**SELECTED PASSAGE**:
This commit only implements one prerequisite part for allowing logical  
decoding. The commit message contains an explanation of the overall design,  
which later commits will refer back to.  
  
Overall design:  
  
1. We want to enable logical decoding on standbys, but replay of WAL  
from the primary might remove data that is needed by logical decoding,  
causing error(s) on the standby. To prevent those errors, a new replication  
conflict scenario needs to be addressed (as much as hot standby does).  
  
2. Our chosen strategy for dealing with this type of replication slot  
is to invalidate logical slots for which needed data has been removed.  
  
3. To do this we need the latestRemovedXid for each change, just as we  
do for physical replication conflicts, but we also need to know  
whether any particular change was to data that logical replication  
might access. That way, during WAL replay, we know when there is a risk of  
conflict and, if so, if there is a conflict.  
  
4. We can't rely on the standby's relcache entries for this purpose in  
any way, because the startup process can't access catalog contents.  
  
5. Therefore every WAL record that potentially removes data from the  
index or heap must carry a flag indicating whether or not it is one  
that might be accessed during logical decoding.  
  
Why do we need this for logical decoding on standby?  
  
First, let's forget about logical decoding on standby and recall that  
on a primary database, any catalog rows that may be needed by a logical  
decoding replication slot are not removed.  
  
This is done thanks to the catalog_xmin associated with the logical  
replication slot.  
  
But, with logical decoding on standby, in the following cases:  
  
- hot_standby_feedback is off  
- hot_standby_feedback is on but there is no a physical slot between  
  the primary and the standby. Then, hot_standby_feedback will work,  
  but only while the connection is alive (for example a node restart  
  would break it)  
  
Then, the primary may delete system catalog rows that could be needed  
by the logical decoding on the standby (as it does not know about the  
catalog_xmin on the standby).  
  
So, it’s mandatory to identify those rows and invalidate the slots  
that may need them if any. Identifying those rows is the purpose of  
this commit.

**DATASET CONTENT**:
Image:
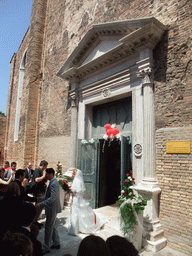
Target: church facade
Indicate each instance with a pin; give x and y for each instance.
(84, 64)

**SET PROBLEM 1**: In the commit message on logical decoding, why can't the standby's relcache entries be relied on to know whether a change touches data that logical decoding might access?
**SET PROBLEM 2**: Write the next part of the commit message on logical decoding, picking up after its final sentence.
The material shown alongside the commit message on logical decoding comes from a separate source.

**TASK RESPONSE 1**: Because the startup process can't access catalog contents.

**TASK RESPONSE 2**:
Implementation:  
  
When a WAL replay on standby indicates that a catalog table tuple is  
to be deleted by an xid that is greater than a logical slot's  
catalog_xmin, then that means the slot's catalog_xmin conflicts with  
the xid, and we need to handle the conflict. While subsequent commits  
will do the actual conflict handling, this commit adds a new field  
isCatalogRel in such WAL records (and a new bit set in the  
xl_heap_visible flags field), that is true for catalog tables, so as to  
arrange for conflict handling.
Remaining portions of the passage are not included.